_Work to complete_.
1: Answer these questions from the workflows meeting notes below, marking each answer (a), (b) or (c):
(a) To whom was Bill to send an email?
(b) What example value was used when going directly to Kegg?
(c) What does the nucleotide_fasta_to_pdb_file workflow do?
2: Please quote the stretch of the workflows meeting notes below from "Understanding Workflows" through "run. (Not necessary)".

_Extract_.

::::::

Understanding Workflows
08/06/2011

Present: Bill Michener, Rebecca Koskela, Karthik Ram, Richard Littauer

To Do List:
Richard:

 * Go over the current list of workflows, looking at categorisation. (In Progress
 * Provide list of workflows by Sunday for others to run. (Not necessary)
 * Collate Kepler results (if any). (Not many, so far - publications better)
 * Update the workflows spreadsheet for each workflow, get image for each if not already gotten (In progress)

Bill:

 * Send out an email to SciencePipes
 * Take a look at the Groth paper, if possible, and wf4ever-project.org
 * Update Skype Client (If not already done.)

Rebecca:
 * Download Taverna 2.2.0
   * 12 June 2011: downloaded Taverna 2.2.0 for Mac and did all updates requested; there's a problem with the databins_with_kegg_id_1197.t2flow - 
           org.biomoby.shared.MobyException: ===ERROR===
Fault details:
[string: null]
[HttpErrorCode: null]
Fault string: (502)Proxy Error
Fault code:   {http://xml.apache.org/axis/}HTTP
Fault actor:  null
When calling:
    http://dev.biordf.net/mobyservices/services/snp2Frequencies
===========

org.biomoby.client.CentralImpl.doCall(CentralImpl.java:251)
org.biomoby.client.CentralImpl.call(CentralImpl.java:1560)
net.sf.taverna.t2.activities.biomoby.ExecuteMobyService.executeMobyService(ExecuteMobyService.java:35)
net.sf.taverna.t2.activities.biomoby.BiomobyActivity.executeService(BiomobyActivity.java:1307)
net.sf.taverna.t2.activities.biomoby.BiomobyActivity.access$400(BiomobyActivity.java:60)
net.sf.taverna.t2.activities.biomoby.BiomobyActivity$1.run(BiomobyActivity.java:694)
java.lang.Thread.run(Thread.java:680)

I did go directly to Kegg and when using the example value: hsa:7098, there are many entries so the workflow should return values

(R: Interesting! Right, that must be the issue, then. So, we'll go over the other ones tomorrow.)

Although much simpler, the nucleotide_fasta_to_pdb_file._782874.t2flow workflow does work - it translates a fasta entry to protein database (pdb) format (I'll look into that one now)

::::::

_Listed entries_.
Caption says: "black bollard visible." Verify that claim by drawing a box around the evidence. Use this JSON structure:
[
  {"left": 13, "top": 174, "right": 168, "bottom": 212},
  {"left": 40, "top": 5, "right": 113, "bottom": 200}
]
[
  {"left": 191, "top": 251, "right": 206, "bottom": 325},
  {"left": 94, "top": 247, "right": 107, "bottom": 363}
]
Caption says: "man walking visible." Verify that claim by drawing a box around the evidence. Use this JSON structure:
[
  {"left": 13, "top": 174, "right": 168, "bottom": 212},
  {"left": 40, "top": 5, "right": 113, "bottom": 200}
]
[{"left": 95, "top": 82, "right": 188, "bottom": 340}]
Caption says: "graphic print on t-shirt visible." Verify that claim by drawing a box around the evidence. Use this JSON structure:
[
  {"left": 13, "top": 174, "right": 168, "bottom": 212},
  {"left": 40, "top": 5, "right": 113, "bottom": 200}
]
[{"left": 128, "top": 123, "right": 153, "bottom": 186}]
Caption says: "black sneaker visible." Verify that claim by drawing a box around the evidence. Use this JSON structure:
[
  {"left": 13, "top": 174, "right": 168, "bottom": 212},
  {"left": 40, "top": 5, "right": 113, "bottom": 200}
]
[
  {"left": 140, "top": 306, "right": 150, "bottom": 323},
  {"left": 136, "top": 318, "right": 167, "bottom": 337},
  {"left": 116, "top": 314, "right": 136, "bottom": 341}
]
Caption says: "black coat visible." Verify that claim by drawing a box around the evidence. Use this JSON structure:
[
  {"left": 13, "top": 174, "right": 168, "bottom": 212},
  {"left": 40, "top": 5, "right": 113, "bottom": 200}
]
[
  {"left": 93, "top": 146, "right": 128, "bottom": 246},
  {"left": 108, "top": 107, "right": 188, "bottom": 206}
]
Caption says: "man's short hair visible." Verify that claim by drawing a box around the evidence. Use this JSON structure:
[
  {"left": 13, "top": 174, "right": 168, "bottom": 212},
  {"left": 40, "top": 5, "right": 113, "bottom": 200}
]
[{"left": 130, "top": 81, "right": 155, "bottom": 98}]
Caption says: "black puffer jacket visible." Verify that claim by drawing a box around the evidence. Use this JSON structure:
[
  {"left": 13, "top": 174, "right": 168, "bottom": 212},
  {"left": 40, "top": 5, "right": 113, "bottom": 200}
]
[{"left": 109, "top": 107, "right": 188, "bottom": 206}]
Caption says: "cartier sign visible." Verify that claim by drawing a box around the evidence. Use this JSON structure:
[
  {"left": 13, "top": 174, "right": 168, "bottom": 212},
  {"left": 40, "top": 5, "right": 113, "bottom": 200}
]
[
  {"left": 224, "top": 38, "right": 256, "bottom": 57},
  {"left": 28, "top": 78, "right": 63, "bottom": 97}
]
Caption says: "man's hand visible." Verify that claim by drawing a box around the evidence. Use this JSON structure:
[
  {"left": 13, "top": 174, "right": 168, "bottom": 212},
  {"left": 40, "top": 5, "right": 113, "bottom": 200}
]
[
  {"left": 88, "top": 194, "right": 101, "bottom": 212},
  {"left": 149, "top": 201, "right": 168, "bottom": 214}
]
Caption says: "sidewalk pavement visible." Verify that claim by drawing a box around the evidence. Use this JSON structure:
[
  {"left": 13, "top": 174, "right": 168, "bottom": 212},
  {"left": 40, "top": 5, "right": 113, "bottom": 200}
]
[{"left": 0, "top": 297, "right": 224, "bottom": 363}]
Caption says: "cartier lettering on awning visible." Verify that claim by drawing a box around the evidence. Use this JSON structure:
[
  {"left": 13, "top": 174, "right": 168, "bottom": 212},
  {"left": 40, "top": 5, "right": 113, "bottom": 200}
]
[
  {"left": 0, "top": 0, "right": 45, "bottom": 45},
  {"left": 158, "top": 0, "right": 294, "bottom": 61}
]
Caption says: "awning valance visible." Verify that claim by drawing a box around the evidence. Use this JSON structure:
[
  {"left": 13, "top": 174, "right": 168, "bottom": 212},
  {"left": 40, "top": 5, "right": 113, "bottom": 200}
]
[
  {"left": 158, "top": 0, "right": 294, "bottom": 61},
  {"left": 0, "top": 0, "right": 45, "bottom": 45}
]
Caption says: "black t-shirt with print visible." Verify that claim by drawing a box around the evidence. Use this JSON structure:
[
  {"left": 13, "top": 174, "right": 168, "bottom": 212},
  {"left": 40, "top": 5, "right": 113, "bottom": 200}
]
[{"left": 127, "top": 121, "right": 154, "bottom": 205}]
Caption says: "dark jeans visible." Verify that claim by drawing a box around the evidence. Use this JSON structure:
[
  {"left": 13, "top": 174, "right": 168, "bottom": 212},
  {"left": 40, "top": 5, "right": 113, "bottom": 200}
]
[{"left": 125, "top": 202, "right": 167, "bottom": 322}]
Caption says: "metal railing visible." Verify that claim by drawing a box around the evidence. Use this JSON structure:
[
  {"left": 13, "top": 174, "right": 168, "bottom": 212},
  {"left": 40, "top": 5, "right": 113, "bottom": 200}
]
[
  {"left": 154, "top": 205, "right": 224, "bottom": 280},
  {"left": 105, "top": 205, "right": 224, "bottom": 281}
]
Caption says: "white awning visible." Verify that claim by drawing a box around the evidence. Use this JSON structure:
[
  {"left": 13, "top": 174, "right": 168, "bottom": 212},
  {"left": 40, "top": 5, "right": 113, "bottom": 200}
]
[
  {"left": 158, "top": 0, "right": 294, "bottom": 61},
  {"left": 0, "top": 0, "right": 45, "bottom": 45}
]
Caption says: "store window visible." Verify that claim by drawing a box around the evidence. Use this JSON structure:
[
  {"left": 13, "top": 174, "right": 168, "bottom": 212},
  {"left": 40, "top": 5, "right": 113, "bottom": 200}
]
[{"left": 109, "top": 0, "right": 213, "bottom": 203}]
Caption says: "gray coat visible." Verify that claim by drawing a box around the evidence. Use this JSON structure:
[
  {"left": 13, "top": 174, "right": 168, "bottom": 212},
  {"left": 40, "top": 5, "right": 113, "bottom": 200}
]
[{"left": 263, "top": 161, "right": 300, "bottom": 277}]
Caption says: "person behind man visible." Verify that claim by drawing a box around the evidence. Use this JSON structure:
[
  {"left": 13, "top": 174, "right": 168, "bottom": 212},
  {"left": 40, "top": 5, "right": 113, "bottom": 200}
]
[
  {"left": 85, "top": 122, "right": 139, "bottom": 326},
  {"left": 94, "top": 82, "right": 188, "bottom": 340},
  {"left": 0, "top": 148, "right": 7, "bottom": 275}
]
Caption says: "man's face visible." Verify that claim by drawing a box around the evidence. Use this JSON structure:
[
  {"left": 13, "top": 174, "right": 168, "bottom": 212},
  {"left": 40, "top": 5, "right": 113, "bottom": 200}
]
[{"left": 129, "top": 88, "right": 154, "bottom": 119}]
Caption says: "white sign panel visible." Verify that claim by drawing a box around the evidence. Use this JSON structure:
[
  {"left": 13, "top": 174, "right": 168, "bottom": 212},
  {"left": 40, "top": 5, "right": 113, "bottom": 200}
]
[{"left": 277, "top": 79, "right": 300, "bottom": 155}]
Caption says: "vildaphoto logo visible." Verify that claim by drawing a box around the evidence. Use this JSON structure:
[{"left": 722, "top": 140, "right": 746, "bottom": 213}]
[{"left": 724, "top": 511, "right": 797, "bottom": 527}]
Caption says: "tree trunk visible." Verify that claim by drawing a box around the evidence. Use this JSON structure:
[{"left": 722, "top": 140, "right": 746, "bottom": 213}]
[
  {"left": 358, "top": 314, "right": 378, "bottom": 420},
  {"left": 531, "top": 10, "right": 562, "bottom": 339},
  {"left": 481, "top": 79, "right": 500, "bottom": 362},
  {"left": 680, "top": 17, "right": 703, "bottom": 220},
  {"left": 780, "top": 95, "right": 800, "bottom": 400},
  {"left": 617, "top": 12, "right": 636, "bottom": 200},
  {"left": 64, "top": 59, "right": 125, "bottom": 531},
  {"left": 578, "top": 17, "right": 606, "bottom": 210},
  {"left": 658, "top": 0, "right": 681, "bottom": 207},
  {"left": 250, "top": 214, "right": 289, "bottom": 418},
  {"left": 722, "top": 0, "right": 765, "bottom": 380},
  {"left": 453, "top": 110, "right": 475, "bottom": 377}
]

::::::

_Exercise solutions_.
1:
(a) SciencePipes
(b) hsa:7098
(c) It translates a fasta entry to protein database (pdb) format.

2:
Understanding Workflows
08/06/2011

Present: Bill Michener, Rebecca Koskela, Karthik Ram, Richard Littauer

To Do List:
Richard:

 * Go over the current list of workflows, looking at categorisation. (In Progress
 * Provide list of workflows by Sunday for others to run. (Not necessary)